(Dataset records about object locations)
____________________
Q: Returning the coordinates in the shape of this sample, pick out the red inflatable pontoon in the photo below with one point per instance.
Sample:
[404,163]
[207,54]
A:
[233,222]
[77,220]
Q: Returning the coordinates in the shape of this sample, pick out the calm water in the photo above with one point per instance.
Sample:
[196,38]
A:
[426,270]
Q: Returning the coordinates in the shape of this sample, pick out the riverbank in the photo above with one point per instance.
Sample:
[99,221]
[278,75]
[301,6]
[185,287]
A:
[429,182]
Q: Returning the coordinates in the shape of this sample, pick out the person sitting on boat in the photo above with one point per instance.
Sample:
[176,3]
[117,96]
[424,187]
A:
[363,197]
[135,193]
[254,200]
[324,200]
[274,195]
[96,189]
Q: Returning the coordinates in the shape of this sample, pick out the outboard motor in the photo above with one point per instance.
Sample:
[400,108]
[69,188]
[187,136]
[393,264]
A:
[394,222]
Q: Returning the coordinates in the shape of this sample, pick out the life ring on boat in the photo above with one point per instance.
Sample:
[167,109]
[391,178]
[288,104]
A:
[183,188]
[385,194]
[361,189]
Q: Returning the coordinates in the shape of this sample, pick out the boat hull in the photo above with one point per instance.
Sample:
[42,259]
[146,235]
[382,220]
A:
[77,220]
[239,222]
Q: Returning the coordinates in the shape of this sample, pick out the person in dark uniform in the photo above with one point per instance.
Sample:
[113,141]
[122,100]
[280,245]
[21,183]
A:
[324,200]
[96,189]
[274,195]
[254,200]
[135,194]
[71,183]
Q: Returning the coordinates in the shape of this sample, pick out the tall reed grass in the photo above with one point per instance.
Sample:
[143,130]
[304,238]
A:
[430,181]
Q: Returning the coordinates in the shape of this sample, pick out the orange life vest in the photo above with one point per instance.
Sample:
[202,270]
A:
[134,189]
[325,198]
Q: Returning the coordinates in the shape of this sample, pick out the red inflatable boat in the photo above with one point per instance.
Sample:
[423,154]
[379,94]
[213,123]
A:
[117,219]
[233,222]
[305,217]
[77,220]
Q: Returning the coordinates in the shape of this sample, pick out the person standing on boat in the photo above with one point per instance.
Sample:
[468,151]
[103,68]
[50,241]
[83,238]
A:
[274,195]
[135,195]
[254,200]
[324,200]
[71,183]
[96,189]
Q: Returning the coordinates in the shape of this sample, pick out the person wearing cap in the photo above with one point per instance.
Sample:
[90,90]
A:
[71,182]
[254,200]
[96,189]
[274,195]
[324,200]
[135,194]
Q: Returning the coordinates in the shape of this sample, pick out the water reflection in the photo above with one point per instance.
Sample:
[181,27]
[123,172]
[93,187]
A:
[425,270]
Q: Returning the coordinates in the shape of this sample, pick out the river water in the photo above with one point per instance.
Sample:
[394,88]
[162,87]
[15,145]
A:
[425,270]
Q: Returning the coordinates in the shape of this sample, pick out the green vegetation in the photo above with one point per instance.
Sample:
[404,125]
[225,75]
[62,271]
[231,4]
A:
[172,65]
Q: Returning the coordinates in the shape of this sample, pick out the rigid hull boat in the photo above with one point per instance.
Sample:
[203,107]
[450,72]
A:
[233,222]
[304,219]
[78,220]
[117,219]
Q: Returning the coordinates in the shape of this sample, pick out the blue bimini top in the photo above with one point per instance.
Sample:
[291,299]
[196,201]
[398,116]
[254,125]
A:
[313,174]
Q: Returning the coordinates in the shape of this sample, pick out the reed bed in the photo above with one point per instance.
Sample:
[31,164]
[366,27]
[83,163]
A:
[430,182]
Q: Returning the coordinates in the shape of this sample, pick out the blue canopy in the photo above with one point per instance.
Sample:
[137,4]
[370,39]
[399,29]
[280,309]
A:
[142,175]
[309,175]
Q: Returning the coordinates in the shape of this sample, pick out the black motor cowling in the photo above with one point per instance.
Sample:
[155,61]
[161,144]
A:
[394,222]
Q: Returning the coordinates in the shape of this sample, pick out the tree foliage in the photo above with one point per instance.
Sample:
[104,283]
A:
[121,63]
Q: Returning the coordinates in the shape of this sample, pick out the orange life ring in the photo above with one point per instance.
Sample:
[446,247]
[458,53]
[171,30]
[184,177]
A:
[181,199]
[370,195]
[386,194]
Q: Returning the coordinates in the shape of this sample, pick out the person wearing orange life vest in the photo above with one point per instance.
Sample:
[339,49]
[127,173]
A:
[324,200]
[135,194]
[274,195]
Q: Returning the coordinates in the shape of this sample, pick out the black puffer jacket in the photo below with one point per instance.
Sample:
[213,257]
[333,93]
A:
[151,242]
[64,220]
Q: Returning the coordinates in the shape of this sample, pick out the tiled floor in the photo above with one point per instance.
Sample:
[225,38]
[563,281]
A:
____________________
• Exercise brief:
Rewrite the records above, starting at the line containing "out the tree" and continuing through the last record, with every request kept. Scale each answer coordinate by 0.95 and round to the nearest whole number, rounding halves up, but leave the coordinates in the requests and their samples unchanged.

• Task response:
Q: Returning the coordinates in the shape of this sample, pick out the tree foliage in the photo above with one point per instance.
Sample:
[104,283]
A:
[115,60]
Q: Returning the coordinates in the shape of this sample, pick out the orange life ring in the photo above with one point per instance.
Sample:
[446,247]
[458,53]
[171,30]
[184,177]
A:
[172,189]
[352,185]
[367,184]
Q: Returning the coordinates in the shape of this sample, pick out the person wearing orange life vest in the photo above with one point per instance.
Sample:
[339,49]
[127,173]
A:
[308,190]
[128,184]
[260,185]
Q: Returning the coordinates in the shape of this sample, pick out the black puffer jacket in the photo below with one point per instance.
Sample:
[213,257]
[333,93]
A:
[143,230]
[61,209]
Q: Returning the coordinates in the shape of this sample, pick out the tiled floor in the photo above with one point per instance.
Sample:
[225,38]
[563,281]
A:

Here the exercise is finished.